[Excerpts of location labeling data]
□ □ □ □ □

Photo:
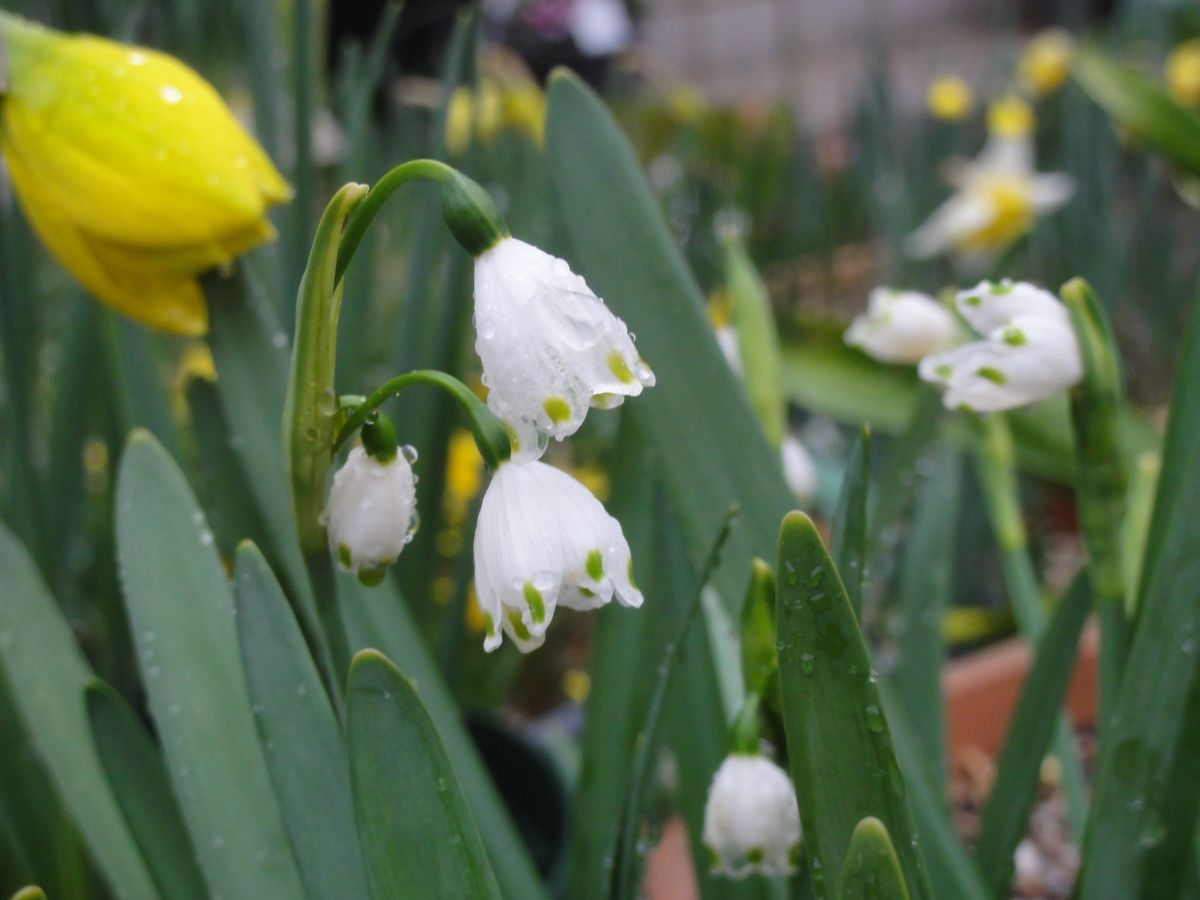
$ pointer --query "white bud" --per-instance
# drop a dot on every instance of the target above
(371, 513)
(901, 327)
(549, 345)
(1030, 351)
(544, 541)
(751, 821)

□ □ □ □ □

=== Challenge ===
Present every line of the material as a numbered list, skipping blank lines and leaving out the pictures.

=== Answer for the task ===
1. Photo:
2. $ pointer --query "white bud" --per-instance
3. # drop a dot on every instance of the target above
4. (371, 513)
5. (901, 327)
6. (549, 345)
7. (1030, 351)
8. (544, 541)
9. (751, 821)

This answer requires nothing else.